TASK PROMPT:
Return each line of the material below that contains the string "sock", matching case exactly.

DATASET CONTENT:
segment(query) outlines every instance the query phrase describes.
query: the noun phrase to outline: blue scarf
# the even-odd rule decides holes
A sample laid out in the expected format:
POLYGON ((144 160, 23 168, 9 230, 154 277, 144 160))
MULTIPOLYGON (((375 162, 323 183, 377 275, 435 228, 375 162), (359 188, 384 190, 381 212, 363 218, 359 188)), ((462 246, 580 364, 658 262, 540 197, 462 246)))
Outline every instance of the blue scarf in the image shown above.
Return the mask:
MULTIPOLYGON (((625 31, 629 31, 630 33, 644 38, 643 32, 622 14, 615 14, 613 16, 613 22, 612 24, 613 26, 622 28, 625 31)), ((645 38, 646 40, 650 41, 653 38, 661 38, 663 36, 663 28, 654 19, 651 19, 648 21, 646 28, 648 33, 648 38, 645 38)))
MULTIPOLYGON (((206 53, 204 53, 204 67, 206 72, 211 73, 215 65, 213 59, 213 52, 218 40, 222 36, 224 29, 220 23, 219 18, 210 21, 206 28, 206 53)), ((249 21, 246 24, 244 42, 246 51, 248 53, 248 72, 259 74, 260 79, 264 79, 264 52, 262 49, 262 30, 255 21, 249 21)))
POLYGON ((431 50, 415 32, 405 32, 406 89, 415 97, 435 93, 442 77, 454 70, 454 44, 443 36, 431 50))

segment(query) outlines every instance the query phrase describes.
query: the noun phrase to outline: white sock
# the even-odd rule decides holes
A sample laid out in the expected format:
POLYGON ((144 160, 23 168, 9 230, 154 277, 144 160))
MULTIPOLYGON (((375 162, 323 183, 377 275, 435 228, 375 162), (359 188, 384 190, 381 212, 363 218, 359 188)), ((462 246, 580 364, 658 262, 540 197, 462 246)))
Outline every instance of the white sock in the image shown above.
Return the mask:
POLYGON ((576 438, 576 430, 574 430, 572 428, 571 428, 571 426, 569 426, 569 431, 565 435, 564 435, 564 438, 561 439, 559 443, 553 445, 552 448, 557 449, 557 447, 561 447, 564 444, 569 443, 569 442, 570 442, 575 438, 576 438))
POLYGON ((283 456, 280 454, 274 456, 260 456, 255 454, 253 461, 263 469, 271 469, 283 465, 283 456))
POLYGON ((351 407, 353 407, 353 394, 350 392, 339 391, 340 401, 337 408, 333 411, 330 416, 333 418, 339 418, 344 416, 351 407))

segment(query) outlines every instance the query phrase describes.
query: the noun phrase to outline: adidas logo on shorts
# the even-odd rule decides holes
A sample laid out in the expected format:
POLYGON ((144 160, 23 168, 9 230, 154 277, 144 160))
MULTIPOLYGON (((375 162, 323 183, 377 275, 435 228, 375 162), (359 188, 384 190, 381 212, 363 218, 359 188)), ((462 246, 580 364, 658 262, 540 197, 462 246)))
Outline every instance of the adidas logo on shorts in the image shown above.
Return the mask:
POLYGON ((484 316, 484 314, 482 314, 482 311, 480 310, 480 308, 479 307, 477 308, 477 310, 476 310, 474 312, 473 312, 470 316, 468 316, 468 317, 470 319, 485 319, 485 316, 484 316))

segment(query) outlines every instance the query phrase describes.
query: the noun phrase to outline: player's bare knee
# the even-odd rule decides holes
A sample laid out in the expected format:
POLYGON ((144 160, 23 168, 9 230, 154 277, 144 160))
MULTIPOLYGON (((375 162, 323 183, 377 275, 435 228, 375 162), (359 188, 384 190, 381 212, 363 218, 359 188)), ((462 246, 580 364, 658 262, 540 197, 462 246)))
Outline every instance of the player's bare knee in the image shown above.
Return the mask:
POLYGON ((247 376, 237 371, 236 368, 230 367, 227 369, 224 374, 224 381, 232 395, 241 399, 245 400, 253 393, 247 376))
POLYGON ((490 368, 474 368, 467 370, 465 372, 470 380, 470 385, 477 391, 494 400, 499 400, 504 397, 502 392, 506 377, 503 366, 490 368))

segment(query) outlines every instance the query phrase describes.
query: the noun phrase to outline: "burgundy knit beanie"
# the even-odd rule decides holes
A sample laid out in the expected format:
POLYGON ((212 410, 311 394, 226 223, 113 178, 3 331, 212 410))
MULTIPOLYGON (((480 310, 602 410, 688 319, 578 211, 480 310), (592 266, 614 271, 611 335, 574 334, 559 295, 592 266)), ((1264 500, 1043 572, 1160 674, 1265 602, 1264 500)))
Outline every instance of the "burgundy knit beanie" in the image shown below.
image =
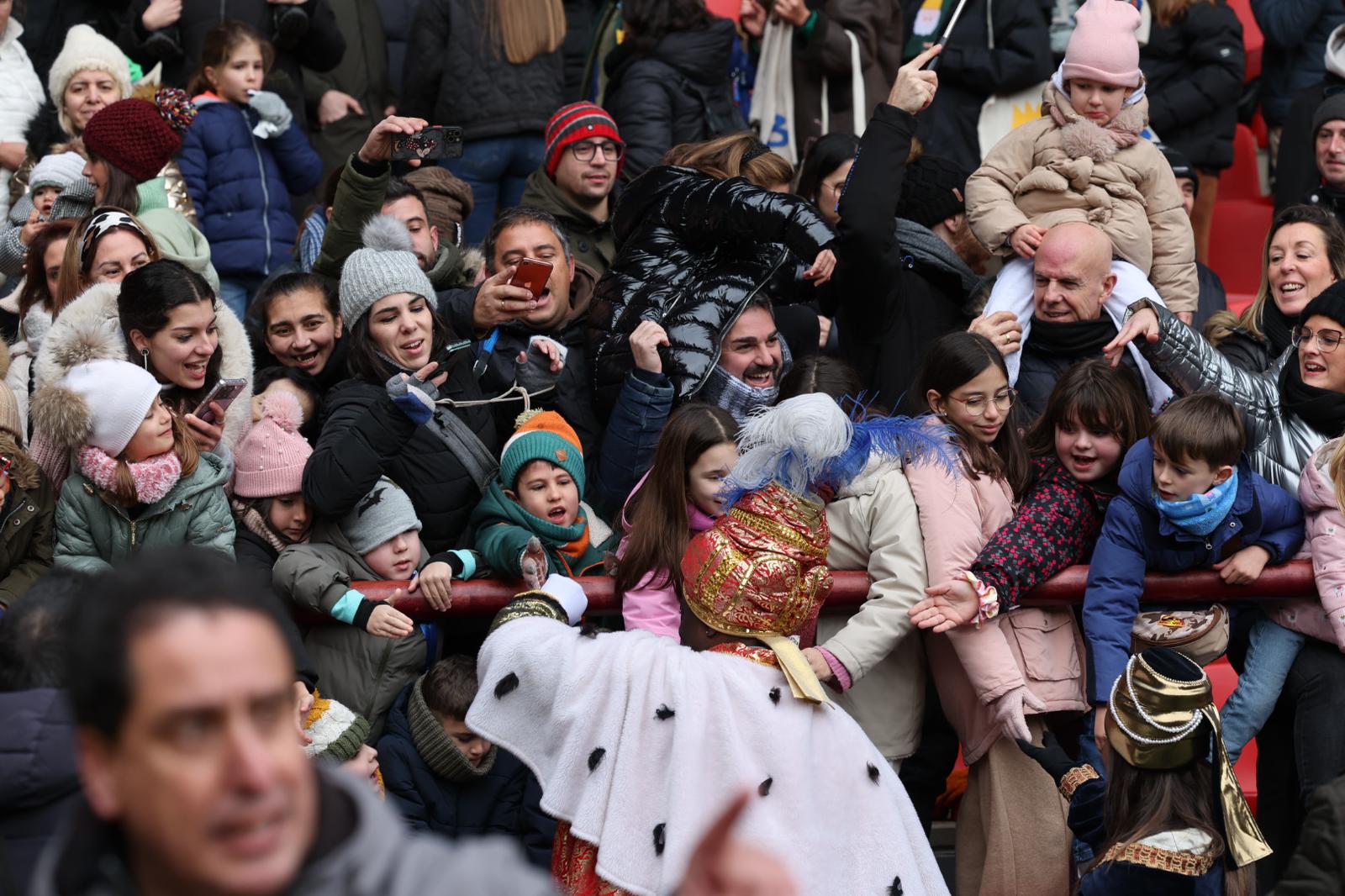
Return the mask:
POLYGON ((153 102, 120 100, 94 113, 85 125, 85 147, 144 183, 182 149, 182 132, 195 117, 196 106, 184 90, 163 87, 153 102))

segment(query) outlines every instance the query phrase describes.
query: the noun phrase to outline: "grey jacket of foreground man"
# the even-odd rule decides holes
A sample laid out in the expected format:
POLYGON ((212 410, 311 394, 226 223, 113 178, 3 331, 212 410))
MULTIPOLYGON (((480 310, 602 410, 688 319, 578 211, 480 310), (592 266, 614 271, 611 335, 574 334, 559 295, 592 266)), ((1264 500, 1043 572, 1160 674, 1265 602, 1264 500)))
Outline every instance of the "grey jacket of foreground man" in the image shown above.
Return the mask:
POLYGON ((1235 367, 1166 308, 1154 311, 1158 313, 1158 340, 1135 343, 1154 373, 1178 396, 1210 391, 1233 402, 1247 425, 1252 470, 1297 495, 1298 474, 1326 441, 1302 417, 1287 413, 1280 401, 1279 374, 1284 365, 1298 362, 1297 351, 1287 348, 1266 373, 1248 373, 1235 367))
MULTIPOLYGON (((504 838, 452 845, 413 834, 352 776, 320 771, 317 841, 285 896, 554 896, 504 838)), ((129 896, 136 892, 116 829, 86 806, 48 849, 30 896, 129 896)))

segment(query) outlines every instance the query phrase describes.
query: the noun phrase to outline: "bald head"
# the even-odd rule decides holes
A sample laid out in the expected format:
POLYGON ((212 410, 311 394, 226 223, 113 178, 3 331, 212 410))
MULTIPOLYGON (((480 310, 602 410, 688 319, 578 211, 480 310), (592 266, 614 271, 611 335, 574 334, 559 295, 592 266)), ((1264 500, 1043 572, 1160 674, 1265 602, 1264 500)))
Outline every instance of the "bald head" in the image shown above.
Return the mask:
POLYGON ((1116 285, 1111 239, 1085 223, 1056 225, 1033 260, 1036 316, 1052 323, 1096 320, 1116 285))

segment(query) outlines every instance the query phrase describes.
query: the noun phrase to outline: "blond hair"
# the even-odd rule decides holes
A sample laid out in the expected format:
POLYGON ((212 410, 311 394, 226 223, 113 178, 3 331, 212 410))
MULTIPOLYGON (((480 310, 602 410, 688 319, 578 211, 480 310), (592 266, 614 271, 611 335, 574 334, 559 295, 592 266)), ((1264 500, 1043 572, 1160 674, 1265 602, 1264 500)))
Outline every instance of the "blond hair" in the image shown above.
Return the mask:
POLYGON ((486 0, 486 34, 516 66, 555 52, 565 40, 561 0, 486 0))

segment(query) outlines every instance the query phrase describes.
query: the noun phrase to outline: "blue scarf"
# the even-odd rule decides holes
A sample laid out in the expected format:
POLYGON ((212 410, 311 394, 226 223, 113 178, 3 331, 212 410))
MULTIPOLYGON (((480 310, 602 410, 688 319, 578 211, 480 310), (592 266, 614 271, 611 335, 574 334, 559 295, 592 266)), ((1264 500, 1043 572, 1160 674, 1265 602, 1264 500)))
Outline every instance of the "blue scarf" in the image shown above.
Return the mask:
POLYGON ((1171 525, 1193 535, 1208 535, 1219 529, 1219 525, 1233 509, 1233 499, 1237 498, 1237 470, 1224 480, 1221 486, 1215 486, 1204 495, 1192 495, 1186 500, 1163 500, 1154 494, 1154 506, 1158 514, 1165 517, 1171 525))

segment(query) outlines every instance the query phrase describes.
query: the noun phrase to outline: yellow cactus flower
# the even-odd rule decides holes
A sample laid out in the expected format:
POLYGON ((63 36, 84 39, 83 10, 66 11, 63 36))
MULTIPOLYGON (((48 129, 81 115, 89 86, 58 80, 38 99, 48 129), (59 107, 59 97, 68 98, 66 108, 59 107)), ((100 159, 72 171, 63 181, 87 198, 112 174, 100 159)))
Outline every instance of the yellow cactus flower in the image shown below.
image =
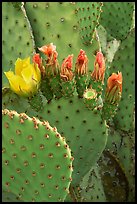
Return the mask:
POLYGON ((39 88, 41 73, 37 65, 30 64, 30 57, 18 58, 15 62, 15 74, 4 72, 9 80, 10 88, 20 96, 32 96, 39 88))

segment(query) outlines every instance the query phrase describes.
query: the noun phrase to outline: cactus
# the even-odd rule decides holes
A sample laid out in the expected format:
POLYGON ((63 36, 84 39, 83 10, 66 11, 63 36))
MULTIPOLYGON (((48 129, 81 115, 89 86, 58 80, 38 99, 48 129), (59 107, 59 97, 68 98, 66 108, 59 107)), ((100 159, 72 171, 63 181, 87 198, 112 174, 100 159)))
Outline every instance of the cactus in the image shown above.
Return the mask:
POLYGON ((92 43, 96 26, 99 24, 102 5, 102 2, 77 3, 79 33, 84 44, 92 43))
POLYGON ((134 15, 3 2, 3 202, 135 201, 134 15))
POLYGON ((135 32, 131 30, 130 34, 122 41, 112 61, 110 71, 120 70, 123 73, 123 94, 119 104, 118 114, 115 117, 115 123, 120 129, 130 130, 133 128, 134 117, 134 98, 135 98, 135 32), (128 67, 128 69, 127 69, 128 67), (128 81, 128 83, 126 83, 128 81), (128 104, 128 105, 127 105, 128 104), (125 114, 126 110, 126 114, 125 114))
POLYGON ((100 16, 100 24, 106 31, 118 40, 126 38, 133 21, 133 2, 104 2, 100 16))
POLYGON ((63 201, 71 182, 72 157, 56 128, 7 109, 2 121, 3 186, 24 201, 63 201))

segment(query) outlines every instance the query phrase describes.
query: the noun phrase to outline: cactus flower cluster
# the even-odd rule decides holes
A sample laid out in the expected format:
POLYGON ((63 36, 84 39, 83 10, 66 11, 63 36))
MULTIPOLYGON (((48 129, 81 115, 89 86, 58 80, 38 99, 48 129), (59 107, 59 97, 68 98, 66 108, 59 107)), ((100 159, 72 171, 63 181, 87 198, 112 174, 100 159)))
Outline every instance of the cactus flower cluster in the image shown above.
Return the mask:
MULTIPOLYGON (((41 83, 42 90, 48 90, 50 94, 53 92, 53 95, 57 95, 57 98, 60 98, 61 96, 72 96, 76 85, 77 93, 84 98, 87 107, 90 109, 96 108, 97 101, 100 100, 98 98, 104 84, 106 69, 103 54, 100 51, 97 52, 94 70, 90 76, 88 73, 89 60, 84 50, 80 49, 74 71, 73 54, 68 55, 60 66, 57 59, 56 46, 53 43, 44 45, 39 50, 47 56, 45 66, 43 63, 44 59, 40 57, 39 53, 36 53, 32 57, 33 64, 30 64, 30 58, 24 60, 18 58, 15 63, 15 75, 11 71, 5 72, 11 89, 18 95, 32 96, 36 95, 41 83)), ((121 92, 122 73, 113 73, 107 81, 104 104, 118 104, 121 92)), ((45 91, 45 96, 47 96, 46 94, 48 93, 45 91)), ((51 95, 52 98, 53 95, 51 95)), ((37 100, 41 100, 40 96, 39 98, 37 97, 37 100)), ((34 102, 31 101, 31 103, 35 103, 37 100, 35 98, 34 102)))
POLYGON ((23 60, 18 58, 15 62, 15 74, 8 71, 5 75, 10 88, 20 96, 32 96, 39 88, 41 72, 38 66, 30 64, 30 57, 23 60))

ANSWER FOR THIS EXERCISE:
query: the noun phrase to outline: white sock
Outline every instance of the white sock in the image shown above.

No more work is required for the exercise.